::: Provided records :::

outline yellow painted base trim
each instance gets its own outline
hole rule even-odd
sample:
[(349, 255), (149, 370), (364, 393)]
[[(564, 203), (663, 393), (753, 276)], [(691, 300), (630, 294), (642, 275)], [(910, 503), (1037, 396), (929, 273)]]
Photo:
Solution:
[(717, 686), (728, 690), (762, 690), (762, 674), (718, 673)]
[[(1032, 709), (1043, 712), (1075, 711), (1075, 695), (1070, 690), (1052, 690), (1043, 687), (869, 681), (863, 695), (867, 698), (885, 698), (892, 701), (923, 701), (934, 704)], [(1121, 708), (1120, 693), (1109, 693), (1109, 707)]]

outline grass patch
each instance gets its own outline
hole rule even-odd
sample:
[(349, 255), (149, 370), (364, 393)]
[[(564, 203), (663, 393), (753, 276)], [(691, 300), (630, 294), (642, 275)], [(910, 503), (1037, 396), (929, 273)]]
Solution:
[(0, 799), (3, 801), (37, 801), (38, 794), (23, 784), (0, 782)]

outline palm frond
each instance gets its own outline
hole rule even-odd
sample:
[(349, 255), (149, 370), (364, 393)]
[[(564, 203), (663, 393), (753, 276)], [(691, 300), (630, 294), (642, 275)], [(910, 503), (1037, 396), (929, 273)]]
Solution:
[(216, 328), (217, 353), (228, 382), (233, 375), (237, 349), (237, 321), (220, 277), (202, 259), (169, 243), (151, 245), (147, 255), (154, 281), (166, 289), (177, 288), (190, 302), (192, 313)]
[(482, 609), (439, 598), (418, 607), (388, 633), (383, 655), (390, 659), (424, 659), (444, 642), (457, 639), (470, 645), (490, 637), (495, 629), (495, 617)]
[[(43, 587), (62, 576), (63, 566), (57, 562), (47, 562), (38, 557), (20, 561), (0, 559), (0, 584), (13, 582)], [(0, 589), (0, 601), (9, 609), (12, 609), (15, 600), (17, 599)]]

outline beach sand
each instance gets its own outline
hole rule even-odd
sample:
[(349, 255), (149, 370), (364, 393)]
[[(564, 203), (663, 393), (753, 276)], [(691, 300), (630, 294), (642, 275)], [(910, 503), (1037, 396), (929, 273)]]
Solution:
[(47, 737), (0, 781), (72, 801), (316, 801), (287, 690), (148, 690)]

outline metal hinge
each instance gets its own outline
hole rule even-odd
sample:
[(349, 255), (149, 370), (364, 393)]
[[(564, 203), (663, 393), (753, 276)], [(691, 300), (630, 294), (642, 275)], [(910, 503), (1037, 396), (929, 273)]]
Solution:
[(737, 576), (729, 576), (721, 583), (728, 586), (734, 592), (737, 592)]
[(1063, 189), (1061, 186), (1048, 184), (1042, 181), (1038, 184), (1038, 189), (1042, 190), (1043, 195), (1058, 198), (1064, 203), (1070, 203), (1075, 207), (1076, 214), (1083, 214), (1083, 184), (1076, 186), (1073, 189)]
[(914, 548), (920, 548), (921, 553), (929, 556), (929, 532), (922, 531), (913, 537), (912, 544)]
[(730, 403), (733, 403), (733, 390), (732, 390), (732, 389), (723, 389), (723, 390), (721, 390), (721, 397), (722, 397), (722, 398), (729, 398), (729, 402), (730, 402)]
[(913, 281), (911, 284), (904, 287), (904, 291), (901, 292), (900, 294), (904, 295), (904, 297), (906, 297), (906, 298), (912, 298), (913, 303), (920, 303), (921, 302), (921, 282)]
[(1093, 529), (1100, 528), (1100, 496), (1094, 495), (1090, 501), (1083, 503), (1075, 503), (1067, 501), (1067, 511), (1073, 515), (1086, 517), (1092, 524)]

:::

The complete data above is to be written out again as it stands.

outline yellow painted base trim
each instance gets its own outline
hole rule even-odd
sample:
[(349, 255), (149, 370), (364, 393)]
[[(564, 203), (663, 393), (753, 276)], [(691, 300), (630, 294), (642, 275)], [(910, 503), (1037, 396), (929, 273)]]
Photo:
Solution:
[(717, 686), (728, 690), (762, 690), (762, 674), (718, 673)]
[[(1032, 709), (1043, 712), (1075, 711), (1075, 695), (1070, 690), (1052, 690), (1043, 687), (869, 681), (863, 695), (867, 698), (885, 698), (892, 701), (923, 701), (934, 704)], [(1121, 708), (1120, 693), (1109, 693), (1109, 707)]]

outline grass patch
each instance gets its own outline
hole rule even-odd
sample:
[(349, 255), (149, 370), (364, 393)]
[[(564, 203), (663, 393), (753, 276)], [(691, 300), (630, 294), (642, 275)], [(910, 503), (1037, 396), (929, 273)]]
Solution:
[(0, 799), (3, 801), (37, 801), (38, 794), (23, 784), (0, 782)]

outline palm frond
each instance gets its own outline
hole rule even-odd
sample:
[(349, 255), (149, 370), (364, 393)]
[[(564, 203), (663, 393), (753, 276)], [(691, 300), (630, 294), (642, 275)], [(910, 503), (1037, 396), (929, 273)]]
Solution:
[(216, 328), (217, 353), (228, 382), (233, 375), (237, 349), (237, 321), (220, 277), (202, 259), (169, 243), (151, 245), (147, 255), (154, 281), (166, 289), (177, 288), (190, 302), (192, 313)]
[(482, 609), (439, 598), (418, 607), (388, 633), (383, 655), (390, 659), (424, 659), (444, 642), (457, 639), (470, 645), (490, 637), (495, 629), (495, 617)]
[[(43, 587), (62, 576), (63, 566), (57, 562), (47, 562), (38, 557), (20, 561), (0, 559), (0, 584), (13, 582)], [(0, 589), (0, 601), (9, 609), (12, 609), (15, 600), (17, 599)]]

outline beach sand
each instance gets its own outline
hole rule even-odd
sample:
[(349, 255), (149, 370), (364, 393)]
[[(564, 203), (663, 393), (753, 276)], [(691, 300), (630, 294), (642, 275)], [(910, 503), (1037, 396), (929, 273)]]
Solution:
[(47, 737), (0, 781), (72, 801), (316, 801), (287, 690), (148, 690)]

outline metal hinge
each instance gets its own outline
hole rule even-odd
sample:
[(349, 255), (149, 370), (364, 393)]
[[(564, 203), (663, 393), (753, 276)], [(691, 300), (630, 294), (642, 275)], [(910, 503), (1037, 396), (929, 273)]]
Solution:
[(737, 576), (729, 576), (721, 583), (728, 586), (734, 592), (737, 592)]
[(1063, 189), (1061, 186), (1048, 184), (1042, 181), (1038, 184), (1038, 189), (1042, 190), (1043, 195), (1058, 198), (1064, 203), (1070, 203), (1075, 207), (1076, 214), (1083, 214), (1083, 184), (1076, 186), (1073, 189)]
[(914, 548), (920, 548), (921, 553), (929, 556), (929, 532), (922, 531), (913, 537), (912, 544)]
[(730, 403), (733, 403), (733, 390), (732, 390), (732, 389), (723, 389), (723, 390), (721, 390), (721, 397), (722, 397), (722, 398), (729, 398), (729, 402), (730, 402)]
[(913, 281), (911, 284), (904, 287), (904, 291), (901, 292), (900, 294), (904, 295), (904, 297), (906, 297), (906, 298), (912, 298), (913, 303), (920, 303), (921, 302), (921, 282)]
[(1093, 529), (1100, 528), (1100, 496), (1094, 495), (1090, 501), (1083, 503), (1075, 503), (1067, 501), (1067, 511), (1073, 515), (1086, 517), (1092, 524)]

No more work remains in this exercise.